▶ TASK DESCRIPTION
Copy out each line in the listing below where the word "lens" appears.

▶ RECORDS FOR THIS TASK
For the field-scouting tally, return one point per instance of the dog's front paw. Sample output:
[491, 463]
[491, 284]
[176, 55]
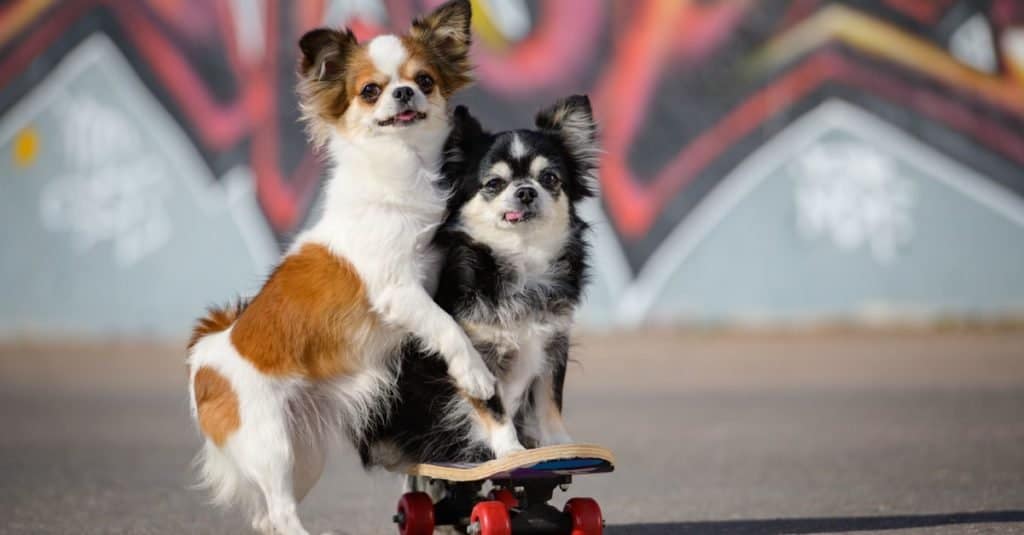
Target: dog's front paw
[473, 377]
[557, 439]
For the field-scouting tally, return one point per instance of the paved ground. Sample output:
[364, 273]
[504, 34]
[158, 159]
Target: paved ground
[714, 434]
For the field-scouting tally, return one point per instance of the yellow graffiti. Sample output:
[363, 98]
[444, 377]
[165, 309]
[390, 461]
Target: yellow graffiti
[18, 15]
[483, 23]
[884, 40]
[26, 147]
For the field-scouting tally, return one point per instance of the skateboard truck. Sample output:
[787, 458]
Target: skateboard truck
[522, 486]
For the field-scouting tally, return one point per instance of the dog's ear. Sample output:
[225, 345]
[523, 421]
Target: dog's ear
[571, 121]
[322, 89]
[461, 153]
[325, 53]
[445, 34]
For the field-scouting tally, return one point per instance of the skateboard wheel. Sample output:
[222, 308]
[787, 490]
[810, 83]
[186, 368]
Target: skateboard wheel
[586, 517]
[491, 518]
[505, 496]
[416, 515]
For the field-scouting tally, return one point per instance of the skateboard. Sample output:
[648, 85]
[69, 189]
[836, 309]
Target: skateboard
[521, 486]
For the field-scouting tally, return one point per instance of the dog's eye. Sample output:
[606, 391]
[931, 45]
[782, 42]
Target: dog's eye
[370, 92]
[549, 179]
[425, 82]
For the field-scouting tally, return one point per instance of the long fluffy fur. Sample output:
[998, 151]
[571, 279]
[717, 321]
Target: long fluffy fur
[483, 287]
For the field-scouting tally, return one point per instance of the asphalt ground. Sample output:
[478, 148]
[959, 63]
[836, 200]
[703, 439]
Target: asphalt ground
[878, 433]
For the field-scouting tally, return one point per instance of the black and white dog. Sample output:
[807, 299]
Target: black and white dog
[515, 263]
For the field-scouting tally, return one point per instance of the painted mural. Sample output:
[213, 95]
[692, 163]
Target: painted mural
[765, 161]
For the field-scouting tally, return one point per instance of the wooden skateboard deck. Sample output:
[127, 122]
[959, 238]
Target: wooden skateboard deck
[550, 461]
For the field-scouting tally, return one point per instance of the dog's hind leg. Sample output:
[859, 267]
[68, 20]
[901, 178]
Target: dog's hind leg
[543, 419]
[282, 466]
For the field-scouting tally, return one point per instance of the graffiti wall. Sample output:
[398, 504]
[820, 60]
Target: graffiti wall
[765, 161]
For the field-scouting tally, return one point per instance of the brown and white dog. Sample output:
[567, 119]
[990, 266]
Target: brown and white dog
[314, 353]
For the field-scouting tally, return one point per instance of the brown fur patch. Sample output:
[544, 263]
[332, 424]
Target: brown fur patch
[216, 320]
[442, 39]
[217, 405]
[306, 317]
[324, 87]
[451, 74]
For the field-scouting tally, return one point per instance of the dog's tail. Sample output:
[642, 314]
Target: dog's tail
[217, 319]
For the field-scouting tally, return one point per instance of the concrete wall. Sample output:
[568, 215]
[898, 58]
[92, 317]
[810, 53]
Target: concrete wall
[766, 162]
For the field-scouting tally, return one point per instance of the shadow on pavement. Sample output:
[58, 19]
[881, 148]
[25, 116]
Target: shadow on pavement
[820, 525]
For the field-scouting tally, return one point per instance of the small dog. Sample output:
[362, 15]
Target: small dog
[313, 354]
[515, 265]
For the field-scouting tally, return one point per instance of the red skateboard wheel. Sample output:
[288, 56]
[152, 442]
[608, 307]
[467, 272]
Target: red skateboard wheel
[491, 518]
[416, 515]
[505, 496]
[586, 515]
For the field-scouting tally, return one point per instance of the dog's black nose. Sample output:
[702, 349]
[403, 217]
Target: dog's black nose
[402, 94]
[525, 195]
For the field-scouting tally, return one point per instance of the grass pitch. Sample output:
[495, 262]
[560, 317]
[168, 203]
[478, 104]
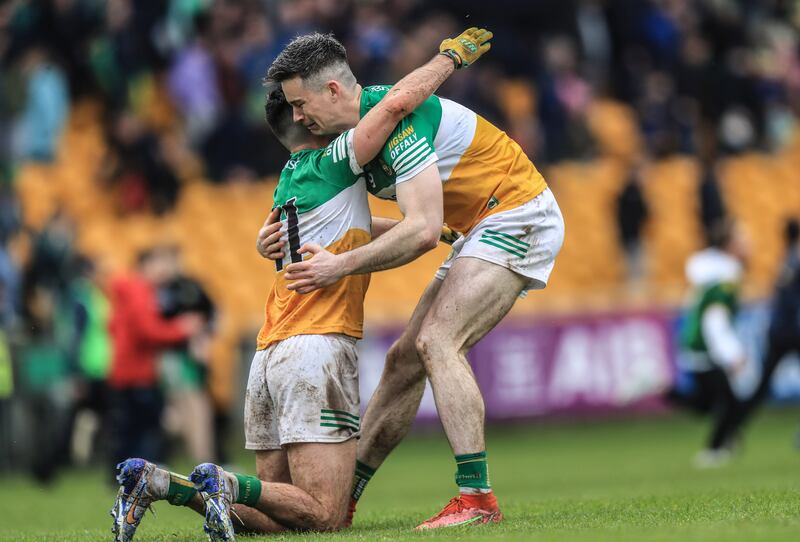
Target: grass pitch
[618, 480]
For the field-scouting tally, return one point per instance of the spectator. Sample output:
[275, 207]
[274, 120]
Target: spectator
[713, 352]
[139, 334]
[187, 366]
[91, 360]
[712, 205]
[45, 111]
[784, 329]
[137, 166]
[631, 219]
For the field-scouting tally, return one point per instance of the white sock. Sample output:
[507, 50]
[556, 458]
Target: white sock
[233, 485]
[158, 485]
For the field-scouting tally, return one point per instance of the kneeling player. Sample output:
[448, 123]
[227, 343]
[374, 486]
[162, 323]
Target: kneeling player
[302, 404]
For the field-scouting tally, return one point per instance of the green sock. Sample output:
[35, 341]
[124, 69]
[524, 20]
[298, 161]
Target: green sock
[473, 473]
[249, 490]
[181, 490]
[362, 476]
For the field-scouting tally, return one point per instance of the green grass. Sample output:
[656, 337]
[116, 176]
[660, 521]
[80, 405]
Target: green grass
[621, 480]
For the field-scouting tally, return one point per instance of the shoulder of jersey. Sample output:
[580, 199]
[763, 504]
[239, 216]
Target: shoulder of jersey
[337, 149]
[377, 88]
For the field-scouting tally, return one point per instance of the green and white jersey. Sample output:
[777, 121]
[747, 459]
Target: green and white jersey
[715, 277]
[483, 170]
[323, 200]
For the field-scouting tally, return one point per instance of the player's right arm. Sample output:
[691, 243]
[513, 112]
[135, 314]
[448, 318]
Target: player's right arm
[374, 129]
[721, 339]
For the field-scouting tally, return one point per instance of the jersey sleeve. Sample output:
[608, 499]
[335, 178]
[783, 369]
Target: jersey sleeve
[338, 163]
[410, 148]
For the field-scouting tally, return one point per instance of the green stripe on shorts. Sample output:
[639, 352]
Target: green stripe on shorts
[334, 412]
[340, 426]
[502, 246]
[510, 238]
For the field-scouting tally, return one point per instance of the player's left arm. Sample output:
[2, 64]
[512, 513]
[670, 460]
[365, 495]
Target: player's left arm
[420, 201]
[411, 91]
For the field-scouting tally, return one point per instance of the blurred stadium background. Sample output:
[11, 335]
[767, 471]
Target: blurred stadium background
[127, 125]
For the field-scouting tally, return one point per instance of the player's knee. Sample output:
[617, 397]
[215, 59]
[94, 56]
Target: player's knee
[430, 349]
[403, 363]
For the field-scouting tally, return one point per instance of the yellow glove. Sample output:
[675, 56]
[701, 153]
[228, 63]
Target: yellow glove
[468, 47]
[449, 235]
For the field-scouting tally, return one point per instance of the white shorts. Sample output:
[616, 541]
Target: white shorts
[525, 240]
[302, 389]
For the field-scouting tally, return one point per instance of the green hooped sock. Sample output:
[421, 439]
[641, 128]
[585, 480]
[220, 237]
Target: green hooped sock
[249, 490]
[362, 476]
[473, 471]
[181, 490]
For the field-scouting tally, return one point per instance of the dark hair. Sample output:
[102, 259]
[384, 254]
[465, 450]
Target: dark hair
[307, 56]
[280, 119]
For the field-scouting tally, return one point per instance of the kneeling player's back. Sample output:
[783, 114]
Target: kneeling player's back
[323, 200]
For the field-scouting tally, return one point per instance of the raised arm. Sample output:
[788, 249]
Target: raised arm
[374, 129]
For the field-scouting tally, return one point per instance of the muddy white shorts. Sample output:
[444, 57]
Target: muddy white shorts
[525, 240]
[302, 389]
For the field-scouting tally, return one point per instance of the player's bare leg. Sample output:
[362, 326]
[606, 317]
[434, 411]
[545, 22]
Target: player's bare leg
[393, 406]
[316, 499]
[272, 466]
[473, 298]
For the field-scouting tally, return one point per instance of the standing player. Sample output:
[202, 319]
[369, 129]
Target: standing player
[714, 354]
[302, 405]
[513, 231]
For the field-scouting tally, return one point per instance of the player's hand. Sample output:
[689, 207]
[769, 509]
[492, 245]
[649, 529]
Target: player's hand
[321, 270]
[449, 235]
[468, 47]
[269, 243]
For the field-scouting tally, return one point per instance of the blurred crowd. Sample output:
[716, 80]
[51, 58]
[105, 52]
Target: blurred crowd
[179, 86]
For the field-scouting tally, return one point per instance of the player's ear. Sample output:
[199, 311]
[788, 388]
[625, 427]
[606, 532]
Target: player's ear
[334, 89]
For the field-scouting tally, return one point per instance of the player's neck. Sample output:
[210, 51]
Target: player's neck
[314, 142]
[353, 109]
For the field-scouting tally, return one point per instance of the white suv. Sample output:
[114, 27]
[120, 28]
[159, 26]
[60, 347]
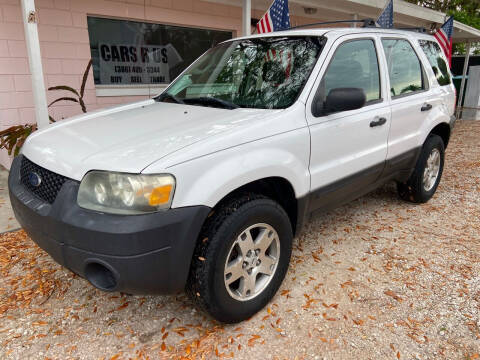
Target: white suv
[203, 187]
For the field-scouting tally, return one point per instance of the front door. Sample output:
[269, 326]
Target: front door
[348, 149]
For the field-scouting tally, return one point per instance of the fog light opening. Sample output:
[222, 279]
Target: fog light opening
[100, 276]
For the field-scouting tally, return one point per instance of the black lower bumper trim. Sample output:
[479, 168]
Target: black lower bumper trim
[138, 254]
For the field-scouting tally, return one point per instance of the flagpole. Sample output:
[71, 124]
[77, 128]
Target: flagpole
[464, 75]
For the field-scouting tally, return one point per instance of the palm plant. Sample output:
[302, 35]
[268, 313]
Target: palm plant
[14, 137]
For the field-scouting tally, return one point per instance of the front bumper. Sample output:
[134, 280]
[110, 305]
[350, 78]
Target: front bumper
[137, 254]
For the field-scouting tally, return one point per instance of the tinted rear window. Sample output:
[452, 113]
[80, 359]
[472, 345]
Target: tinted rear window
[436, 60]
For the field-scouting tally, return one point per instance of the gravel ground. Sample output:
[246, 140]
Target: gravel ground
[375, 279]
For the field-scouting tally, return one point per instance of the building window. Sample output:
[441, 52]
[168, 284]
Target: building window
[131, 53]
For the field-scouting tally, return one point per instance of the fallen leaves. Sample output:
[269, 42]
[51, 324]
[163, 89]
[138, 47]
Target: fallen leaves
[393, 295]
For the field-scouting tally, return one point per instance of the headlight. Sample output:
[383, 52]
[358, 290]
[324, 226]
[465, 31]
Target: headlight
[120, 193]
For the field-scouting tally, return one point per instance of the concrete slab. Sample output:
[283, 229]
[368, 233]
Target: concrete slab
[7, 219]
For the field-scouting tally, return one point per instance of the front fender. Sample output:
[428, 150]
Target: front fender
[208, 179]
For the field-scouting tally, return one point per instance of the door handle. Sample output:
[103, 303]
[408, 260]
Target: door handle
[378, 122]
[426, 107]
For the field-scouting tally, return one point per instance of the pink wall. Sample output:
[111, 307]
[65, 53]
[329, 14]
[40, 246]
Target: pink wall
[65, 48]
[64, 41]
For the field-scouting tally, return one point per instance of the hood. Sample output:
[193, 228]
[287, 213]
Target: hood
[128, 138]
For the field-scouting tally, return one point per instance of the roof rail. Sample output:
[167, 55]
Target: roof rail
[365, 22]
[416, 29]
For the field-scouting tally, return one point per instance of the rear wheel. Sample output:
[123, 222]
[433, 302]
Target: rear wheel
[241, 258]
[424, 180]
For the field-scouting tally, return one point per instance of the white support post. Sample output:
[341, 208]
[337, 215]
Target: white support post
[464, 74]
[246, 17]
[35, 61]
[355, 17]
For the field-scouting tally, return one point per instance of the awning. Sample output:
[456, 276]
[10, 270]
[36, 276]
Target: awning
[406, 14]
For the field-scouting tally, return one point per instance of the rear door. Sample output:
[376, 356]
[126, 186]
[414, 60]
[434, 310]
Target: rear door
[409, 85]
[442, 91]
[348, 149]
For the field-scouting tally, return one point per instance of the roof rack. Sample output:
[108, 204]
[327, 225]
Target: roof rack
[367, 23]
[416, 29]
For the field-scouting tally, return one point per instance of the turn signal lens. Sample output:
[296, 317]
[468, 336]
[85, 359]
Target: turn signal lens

▶ PROBLEM SOLUTION
For the field-scouting tally, return one point per instance of the turn signal lens. Sample output:
Target: turn signal lens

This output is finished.